Activity - Each record that follows is to be duplicated exactly, though its pictures are not.

==*==

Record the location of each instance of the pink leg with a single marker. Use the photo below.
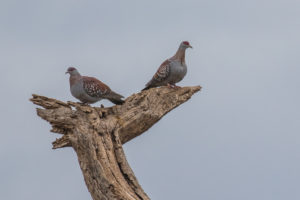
(173, 86)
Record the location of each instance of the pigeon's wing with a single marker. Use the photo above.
(160, 76)
(94, 87)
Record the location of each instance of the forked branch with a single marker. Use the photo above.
(97, 135)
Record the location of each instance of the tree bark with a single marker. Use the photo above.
(97, 134)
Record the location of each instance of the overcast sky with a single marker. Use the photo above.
(236, 139)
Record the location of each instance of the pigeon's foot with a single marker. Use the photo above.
(173, 86)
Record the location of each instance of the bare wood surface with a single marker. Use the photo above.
(97, 134)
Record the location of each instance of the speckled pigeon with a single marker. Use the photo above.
(90, 90)
(172, 70)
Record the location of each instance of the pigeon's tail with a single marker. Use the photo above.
(115, 98)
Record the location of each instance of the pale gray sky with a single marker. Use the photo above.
(237, 139)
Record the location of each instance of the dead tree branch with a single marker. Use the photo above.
(97, 134)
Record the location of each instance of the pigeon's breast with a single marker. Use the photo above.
(178, 71)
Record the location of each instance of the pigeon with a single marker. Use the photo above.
(172, 70)
(90, 90)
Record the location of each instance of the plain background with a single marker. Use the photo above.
(236, 139)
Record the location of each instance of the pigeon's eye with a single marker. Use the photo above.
(186, 43)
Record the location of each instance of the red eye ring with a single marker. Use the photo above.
(186, 43)
(71, 69)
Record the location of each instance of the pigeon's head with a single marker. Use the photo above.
(185, 45)
(72, 71)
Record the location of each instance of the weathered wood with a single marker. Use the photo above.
(97, 134)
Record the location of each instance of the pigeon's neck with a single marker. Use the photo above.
(180, 55)
(74, 79)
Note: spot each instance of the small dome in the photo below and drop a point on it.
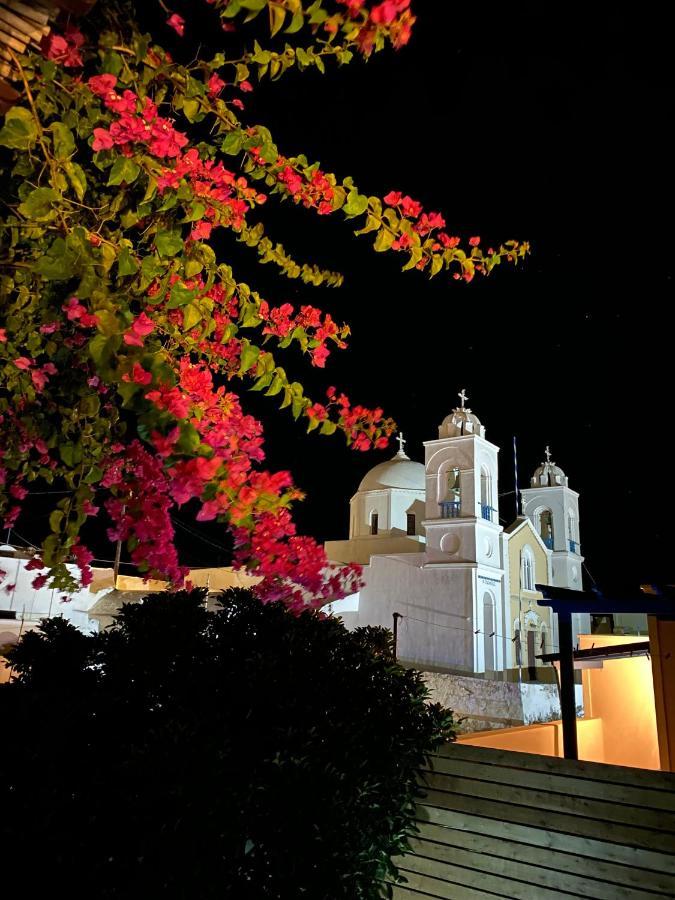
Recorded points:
(548, 474)
(399, 472)
(461, 421)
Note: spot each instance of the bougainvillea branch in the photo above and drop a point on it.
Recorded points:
(125, 341)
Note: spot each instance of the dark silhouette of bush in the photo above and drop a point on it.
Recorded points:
(246, 753)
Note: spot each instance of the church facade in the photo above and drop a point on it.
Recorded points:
(436, 554)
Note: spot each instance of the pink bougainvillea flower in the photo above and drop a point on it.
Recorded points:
(103, 140)
(102, 85)
(401, 243)
(177, 23)
(201, 231)
(411, 207)
(64, 48)
(215, 85)
(140, 329)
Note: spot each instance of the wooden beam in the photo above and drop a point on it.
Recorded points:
(568, 703)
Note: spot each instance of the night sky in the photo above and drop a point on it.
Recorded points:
(514, 124)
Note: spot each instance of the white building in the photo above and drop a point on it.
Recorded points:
(463, 586)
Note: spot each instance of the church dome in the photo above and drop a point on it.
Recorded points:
(399, 472)
(548, 474)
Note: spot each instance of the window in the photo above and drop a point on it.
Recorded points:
(531, 655)
(546, 527)
(527, 570)
(488, 632)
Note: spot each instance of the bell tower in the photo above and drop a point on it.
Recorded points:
(463, 530)
(553, 508)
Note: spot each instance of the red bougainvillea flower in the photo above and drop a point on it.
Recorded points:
(64, 48)
(140, 329)
(177, 23)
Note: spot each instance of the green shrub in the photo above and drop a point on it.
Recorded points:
(242, 753)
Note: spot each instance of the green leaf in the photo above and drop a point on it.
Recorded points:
(124, 170)
(19, 131)
(126, 263)
(415, 257)
(180, 296)
(90, 406)
(275, 387)
(168, 243)
(372, 224)
(277, 18)
(192, 316)
(436, 266)
(302, 57)
(262, 382)
(71, 454)
(77, 179)
(249, 355)
(38, 204)
(55, 519)
(384, 240)
(64, 143)
(296, 22)
(93, 476)
(192, 267)
(232, 143)
(356, 204)
(191, 109)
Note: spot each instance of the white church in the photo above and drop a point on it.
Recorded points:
(435, 554)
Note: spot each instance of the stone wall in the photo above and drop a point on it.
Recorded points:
(483, 704)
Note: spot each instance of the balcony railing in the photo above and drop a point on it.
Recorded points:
(486, 511)
(449, 509)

==*==

Output -
Record the location of each instance of the pink leg with a single marker. Use the photo below.
(173, 86)
Record the location of each instance of the pigeon's wing with a single marker. Use the photo above.
(160, 76)
(94, 87)
Record the location of each instance of the forked branch with a single marker. Use the photo above.
(97, 135)
Record the location of each instance of the tree bark with a single marker. Use the photo above.
(97, 134)
Record the location of each instance of the overcast sky with a single marker. Use the photo above.
(236, 139)
Record the location of each instance of the pigeon's foot with a single marker. Use the photo above.
(173, 86)
Record the location of each instance of the bare wood surface with a single marker. Use the photo above.
(97, 134)
Record the location of each instance of the speckled pigeon with a single marker. Use the photo above.
(90, 90)
(172, 70)
Record the location of each instance of the pigeon's tail with a single marker. Use the photo above.
(115, 98)
Record the location of each instance of the pale gray sky with a single marker. Use the photo above.
(237, 139)
Record the location of each instance of the dead tree branch with a single marker. Use the photo above.
(97, 134)
Record the location of each instance of the pigeon's breast with a single marker. Use the photo above.
(178, 71)
Record the location of each instance of the pigeon with a single marker. Use the photo above.
(172, 70)
(90, 90)
Record the location of each instance of the plain background with a single marker. Use the photo above.
(236, 139)
Record the location of each instance of the pigeon's eye with a single marker. Use the photo above.
(186, 43)
Record the location of each instance of the red eye ring with a single marker. Use the photo above.
(186, 43)
(71, 69)
Record the location of each instance of the pigeon's head with a single marker. Use the photo above.
(185, 45)
(72, 71)
Record the location of each instance of the weathered wood with a single marker. Use the photo above.
(97, 134)
Record the location of each instance of the pigeon's neck with a single marker. Use the photo above.
(180, 55)
(74, 79)
Note: spot each instance of the small dome in the photo below and drop a point on it.
Recorded points:
(548, 474)
(399, 472)
(461, 421)
Note: spot each instance of the bougainvillea branch in the photo above and drop a point on it.
Recorded points:
(125, 341)
Note: spot each instance of the dark silhouette of bush in the photo above and drop a point on it.
Recorded points:
(246, 753)
Note: spot each instance of the church facade in the photo above and drop a point on it.
Recorded points:
(436, 554)
Note: spot each instance of the pink bougainvillea flower in the photo above and drop a point on it.
Recorded points:
(103, 140)
(102, 85)
(401, 243)
(177, 23)
(201, 231)
(411, 207)
(64, 48)
(215, 85)
(140, 329)
Note: spot each instance of the wooden beam in the photo above and drop a point on it.
Recorded points:
(568, 703)
Note: spot each instance of the night sky in the photo above and drop a point on it.
Recorded points:
(514, 124)
Note: spot each instance of the white building in the photo above and drop a point on it.
Recorded points:
(463, 586)
Note: spot each instance of the church dome in the photo above and drop a point on it.
Recorded points:
(399, 472)
(548, 474)
Note: spot each instance of the window in the photo above and drop a point on it.
Recorded points:
(531, 655)
(546, 527)
(527, 570)
(488, 632)
Note: spot each instance of the bell tower in the photo above and drop a point on it.
Recorded points:
(463, 530)
(553, 508)
Note: spot each instance of the red bougainvillea flower in the photo above and drop a point on it.
Recorded points:
(64, 48)
(140, 329)
(177, 23)
Note: spot each instance of the green shrub in the photo above and drop a point on it.
Recorded points:
(242, 753)
Note: spot each instance of the green leaf in the photo above and drop a point on it.
Recorded points:
(124, 170)
(19, 131)
(126, 263)
(415, 257)
(180, 296)
(90, 406)
(275, 387)
(168, 243)
(372, 224)
(277, 18)
(192, 316)
(436, 266)
(302, 57)
(262, 382)
(71, 454)
(77, 179)
(249, 355)
(38, 204)
(55, 519)
(384, 240)
(64, 143)
(296, 22)
(93, 476)
(192, 267)
(232, 143)
(356, 204)
(191, 109)
Note: spot each instance of the white church in the photo above and drop a point on it.
Recorded points:
(435, 554)
Note: spot each instance of the stone wall in the photo above and drop a point on it.
Recorded points:
(483, 704)
Note: spot each instance of the balcony railing in the photo above and drop a point on it.
Recorded points:
(486, 511)
(449, 509)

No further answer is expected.